REQUEST 1:
Could you write out the records again, from the line with "Target: chinese characters on sign" through the end of the records, requests included? Multiply every x and y coordinate in the answers by 0.95 and round each to a whole number, with halves rounding up.

EXCERPTED PASSAGE:
>>>>>

This mind-set can translate through all genres of human culture; policing, mental health, politics, and art. It's an easy cycle to get swept up in, and in truth, I found myself in this unconscious bias before encountering Rae Stern and her exhibition In Fugue.

For context, we must start with the Holocaust and my intention to bring readers a reflective article on memorial art. I interviewed Rae Stern on Monday, October 3rd, 2022, but in my quest to reflect on a time "that will never happen again," Rae – so purposefully, so sincerely – developed a parallel narrative; a soft but urgent rallying cry about the need for us to come together. 

Rae Stern: "When we tell that story of persecution, we often focus on the moments where people are most vulnerable. That vulnerability can create, I think, a gap of denial. An informal or passive way of saying, 'Oh, that's them. That's not something that could happen to me.'"

When I recall the academic memories stored in my mind's eye of learning about the Holocaust, there is no hesitation for my mind to deliver images of tragedy. I associate these images with crime scenes and the desire to prevent this type of persecution from happening in my lifetime. But it's true, I also see this as an act of genocide, and the victims are survivors of something so complex that I do not inherently relate to their experience. I can empathize and imagine, but no experience I have ever been exposed to can truly place me in the context of profoundly feeling what it was like to endure or survive the Holocaust. 

We all seem to see ourselves as strong in one form or another. In our day-to-day lives, even if we feel less than powerful, we have autonomy. But to be victimized is truly a loss of ownership, a complex and confusing moment forced upon you. It's hard to imagine such a loss of control, and we all seem to want to lean on "It wouldn't happen to me," "I would fight," or "I would XYZ – insert preferred excuse." I think we fear this type of weakness, and our minds protect us from truly relating to it. Instead, it is easier to memorialize, honor, reflect, and say, "We will not let this happen again."

<<<<<

REQUEST 2:
How would the piece on Rae Stern and Holocaust memorial art go on after its last sentence?

Records from a data source:

>>>>>

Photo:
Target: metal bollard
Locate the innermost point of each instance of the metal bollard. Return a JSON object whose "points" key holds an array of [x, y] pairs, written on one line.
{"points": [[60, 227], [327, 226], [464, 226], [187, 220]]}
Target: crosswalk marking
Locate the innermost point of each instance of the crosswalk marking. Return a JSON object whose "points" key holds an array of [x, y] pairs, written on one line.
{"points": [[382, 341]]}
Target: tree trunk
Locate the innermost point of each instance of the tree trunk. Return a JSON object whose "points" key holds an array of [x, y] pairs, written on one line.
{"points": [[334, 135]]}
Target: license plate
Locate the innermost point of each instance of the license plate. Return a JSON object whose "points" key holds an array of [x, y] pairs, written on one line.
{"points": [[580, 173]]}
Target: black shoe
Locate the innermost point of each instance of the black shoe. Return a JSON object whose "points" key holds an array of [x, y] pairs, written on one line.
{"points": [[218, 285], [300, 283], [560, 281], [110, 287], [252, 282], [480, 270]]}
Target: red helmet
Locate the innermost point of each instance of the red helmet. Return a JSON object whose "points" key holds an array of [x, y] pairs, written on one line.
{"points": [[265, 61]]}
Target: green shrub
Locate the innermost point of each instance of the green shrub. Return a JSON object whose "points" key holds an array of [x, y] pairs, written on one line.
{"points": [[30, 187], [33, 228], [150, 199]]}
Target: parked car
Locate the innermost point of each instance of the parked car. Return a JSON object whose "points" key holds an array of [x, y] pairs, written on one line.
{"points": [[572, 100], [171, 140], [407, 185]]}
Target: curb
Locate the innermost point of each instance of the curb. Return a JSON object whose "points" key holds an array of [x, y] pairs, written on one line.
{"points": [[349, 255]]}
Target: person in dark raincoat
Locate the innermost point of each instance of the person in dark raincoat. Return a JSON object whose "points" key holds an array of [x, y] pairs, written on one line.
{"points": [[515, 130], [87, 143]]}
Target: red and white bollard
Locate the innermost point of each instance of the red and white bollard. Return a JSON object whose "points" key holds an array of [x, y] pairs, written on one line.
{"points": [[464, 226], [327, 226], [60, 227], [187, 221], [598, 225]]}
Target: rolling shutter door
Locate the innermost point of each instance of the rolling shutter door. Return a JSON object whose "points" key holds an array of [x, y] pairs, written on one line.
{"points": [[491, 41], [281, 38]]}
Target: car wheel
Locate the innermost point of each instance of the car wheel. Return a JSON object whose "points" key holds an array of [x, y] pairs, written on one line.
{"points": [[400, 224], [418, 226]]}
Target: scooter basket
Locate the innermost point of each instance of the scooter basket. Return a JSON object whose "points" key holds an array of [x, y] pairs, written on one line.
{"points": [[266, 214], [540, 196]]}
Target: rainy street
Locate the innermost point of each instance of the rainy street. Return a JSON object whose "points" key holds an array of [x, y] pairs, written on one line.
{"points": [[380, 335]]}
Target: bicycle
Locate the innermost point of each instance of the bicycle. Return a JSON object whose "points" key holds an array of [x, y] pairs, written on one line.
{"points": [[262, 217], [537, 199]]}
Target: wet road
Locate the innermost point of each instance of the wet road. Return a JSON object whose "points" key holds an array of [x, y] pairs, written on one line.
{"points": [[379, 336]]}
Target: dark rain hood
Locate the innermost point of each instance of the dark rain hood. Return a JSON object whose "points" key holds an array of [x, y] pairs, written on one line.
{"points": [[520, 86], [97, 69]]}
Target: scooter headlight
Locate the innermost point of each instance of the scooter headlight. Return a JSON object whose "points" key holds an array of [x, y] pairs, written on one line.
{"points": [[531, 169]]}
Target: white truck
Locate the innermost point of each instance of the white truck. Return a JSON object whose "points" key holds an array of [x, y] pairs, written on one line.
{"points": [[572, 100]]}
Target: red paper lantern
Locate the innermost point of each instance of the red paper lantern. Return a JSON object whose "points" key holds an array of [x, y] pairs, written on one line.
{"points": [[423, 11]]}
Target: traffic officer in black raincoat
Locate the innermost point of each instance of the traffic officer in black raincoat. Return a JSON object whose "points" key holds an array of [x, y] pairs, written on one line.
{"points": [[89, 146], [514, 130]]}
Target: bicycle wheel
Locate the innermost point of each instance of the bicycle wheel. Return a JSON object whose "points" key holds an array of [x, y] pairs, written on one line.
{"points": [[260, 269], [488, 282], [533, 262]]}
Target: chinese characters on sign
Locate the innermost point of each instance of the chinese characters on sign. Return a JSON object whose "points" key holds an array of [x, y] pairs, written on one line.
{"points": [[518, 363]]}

<<<<<

FINAL ANSWER 1:
Target: chinese characters on sign
Locate the innermost point of each instance of the chinese characters on sign. Return a JSON object whose "points" key holds an array of [x, y] pairs, written on one line.
{"points": [[492, 345]]}

FINAL ANSWER 2:
In this memorialized act, we unintentionally freeze people in their victimhood. We keep the narrative linear; an understandable sequence of events that we promise "we will never let happen again." History books and memorial museums hold us in and warn us of the concepts of trauma, but what of contemporary practices and truthful counterpart narratives of these same events?

Rae: "It was important for me to show that these people were just like you and me. A few weeks, a few months prior, they were living their lives, loving each other, arguing; children were growing and were doing typical funny things. I wanted to bring that sense of normalcy that I feel is much more important for us if we intend to relate. Not just something that happened in history to people that we can't relate to, but something that can happen to anyone. And sadly, it is actually happening currently around the world.”

While dealing openly with the past faults of society is critical and necessary, Rae has a soft urgency to her tone as she communicates the need to diversify the narrative beyond memorial art. Through her art, she is actively challenging the underrepresentation of how people have been characterized.

Rae: “It comes back to our original conversation about memorializing things. When we're only looking at people in their vulnerable moments, not them as multifaceted humans with complex human experiences, we are not necessarily relating and identifying with their vulnerability but adding to the trauma narrative that had grouped them and stripped them of their individuality. The conversation is not just about getting access to a memorial museum but also about reframing that narrative so that it's more diverse. This missing part of the conversation is absolutely an invaluable part of that discussion.

"We have to be responsible with how we bring back memories and recollections, and we have to consider that recollection is more ambiguous than we would like it to be. Specifically, in my exhibition In Fugue, I reframed the historical perspective with the choice of photographs and the desire to make that imagery accessible.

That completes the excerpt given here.